**APPLY WHAT YOU READ**:
**1.** Update the architecture page, starting at "Riptide-Watergraph/" and ending at "LiteLLMGateway + DemoGateway (offline)", so that "DemoGateway" is replaced with "OfflineGateway".
**2.** In the architecture page, what value of k does the retrieval core's Reciprocal Rank Fusion use?

**DOCUMENT TEXT**:
....

Architecture¶

The framework concentrates custom engineering on the three things no framework ships off the shelf — self-learning memory, a dynamic swarm composer, and a versioned, MCP-compatible tool registry — and leans on LangGraph for durable execution, checkpointing, and HITL interrupts.

Execution graph¶

flowchart TD
    START([START]) --> GI[guard_input: block injection / redact PII]
    GI -->|blocked| EN([END])
    GI -->|ok| RC[recall: inject past lessons]
    RC --> OR{orchestrator: cost-aware composer}
    OR -->|single| WK[worker: on-demand tools]
    OR -->|swarm| SW[swarm_worker: dependency waves + blackboard]
    WK -->|side-effecting tool| HA[human_approval: interrupt]
    WK -->|more subtasks| WK
    WK -->|done| FZ[finalize]
    HA --> WK
    SW --> FZ
    FZ --> RF[reflect: distill lesson + episodic]
    RF --> GO[guard_output: redact PII]
    GO --> EN

Every node is optional and additive: with no memory/guardrails/composer configured the graph collapses to the Stage-1 spine (orchestrator → worker → finalize). recall/reflect appear with memory, guard_input/guard_output with guardrails, and swarm_worker when the composer chooses a swarm.

Layers — every one is a swappable seam¶

Layer	Implementation	Later-stage seam
Model gateway	`LiteLLMGateway` (API-first, OpenAI-compatible) + `DemoGateway`	local vLLM endpoint
Agent core	thin `Agent` over the gateway	typed agent core
Orchestration	LangGraph orchestrator-worker graph + `SqliteSaver`	richer graphs
Memory	`JsonFileMemory` (persistent) + `LLMReflector`; BM25+RRF recall, distilled lessons	Letta/Mem0 + pgvector at scale
Swarm composer	`HeuristicSwarmComposer` — cost-aware single-vs-swarm gate + parallel execution	LLM-driven team formation
Tool registry	`StaticToolRegistry` — versioned, on-demand BM25 retrieval	MCP interop adapter
HITL	LangGraph `interrupt()` approval gate	escalation queues
Guardrails	`GuardrailPipeline` — block prompt-injection, redact PII (input + output)	LlamaFirewall / LLM Guard / NeMo
Multi-tenancy	tenant-isolated memory namespaces + per-tenant `CostTracker` dashboard	per-tenant rate limits / quotas
Observability	Langfuse via OTEL + own graph spans	eval/regression gates
Durability	LangGraph `SqliteSaver` checkpointer	Temporal for multi-day workflows

Repository layout¶

Riptide-Watergraph/
├── pyproject.toml               # setuptools build, src layout
└── src/riptide_watergraph/
    ├── interfaces/              # ABCs = the swappable seams (incl. Reflector)
    ├── gateway/                 # LiteLLMGateway + DemoGateway (offline)
    ├── memory/                  # JsonFileMemory, ranking, reflection, types
    ├── tools/                   # StaticToolRegistry (versioned, on-demand) + tools
    ├── swarm/                   # HeuristicSwarmComposer + cost model
    ├── guardrails/              # PII redaction, injection blocking, pipeline
    ├── mcp/                     # MCP tool interop (client, adapter, stdio)
    ├── graph/                   # state, nodes (recall/reflect/swarm/guard), builder
    ├── observability/           # OTEL + Langfuse tracing + per-tenant CostTracker
    ├── server/                  # FastAPI app + the dependency-free Studio (static/)
    ├── evaluation/              # offline task suite + scoring runner
    ├── config.py                # pydantic-settings
    └── cli.py                   # riptide run | costs | eval | serve

The retrieval core (BM25 lexical scoring + Reciprocal Rank Fusion, k=60) lives in memory/ranking.py behind a small, stable signature — if it ever shows up as a hot path it can be swapped for a native implementation without touching the framework.

....

**SUPPLIED ENTRIES**:
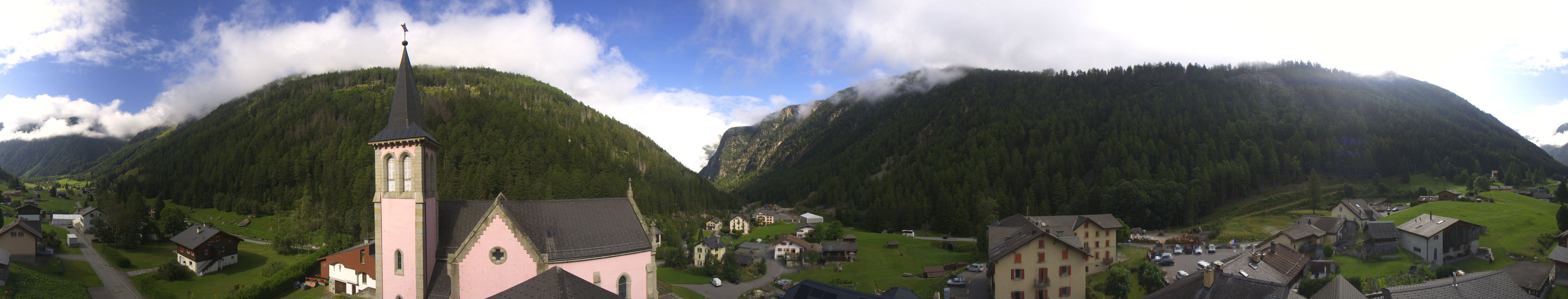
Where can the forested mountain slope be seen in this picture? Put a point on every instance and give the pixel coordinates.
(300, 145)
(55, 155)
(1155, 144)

....

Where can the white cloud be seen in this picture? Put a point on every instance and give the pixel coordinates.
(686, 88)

....

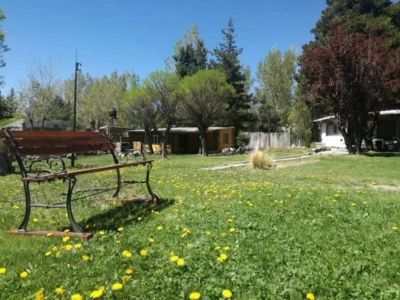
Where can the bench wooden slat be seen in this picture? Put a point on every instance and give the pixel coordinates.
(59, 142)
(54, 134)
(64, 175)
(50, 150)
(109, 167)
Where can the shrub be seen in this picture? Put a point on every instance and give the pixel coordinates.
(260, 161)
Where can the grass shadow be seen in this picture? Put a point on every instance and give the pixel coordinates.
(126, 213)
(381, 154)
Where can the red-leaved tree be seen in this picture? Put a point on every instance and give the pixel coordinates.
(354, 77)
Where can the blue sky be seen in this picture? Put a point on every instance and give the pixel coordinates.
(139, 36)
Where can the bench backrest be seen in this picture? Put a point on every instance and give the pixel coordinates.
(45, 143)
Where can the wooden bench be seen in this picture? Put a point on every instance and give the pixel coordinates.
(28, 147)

....

**TASK-BY-TASK OUTPUTS**:
**1.**
Riptide-Watergraph/
├── pyproject.toml               # setuptools build, src layout
└── src/riptide_watergraph/
    ├── interfaces/              # ABCs = the swappable seams (incl. Reflector)
    ├── gateway/                 # LiteLLMGateway + OfflineGateway (offline)

**2.** k=60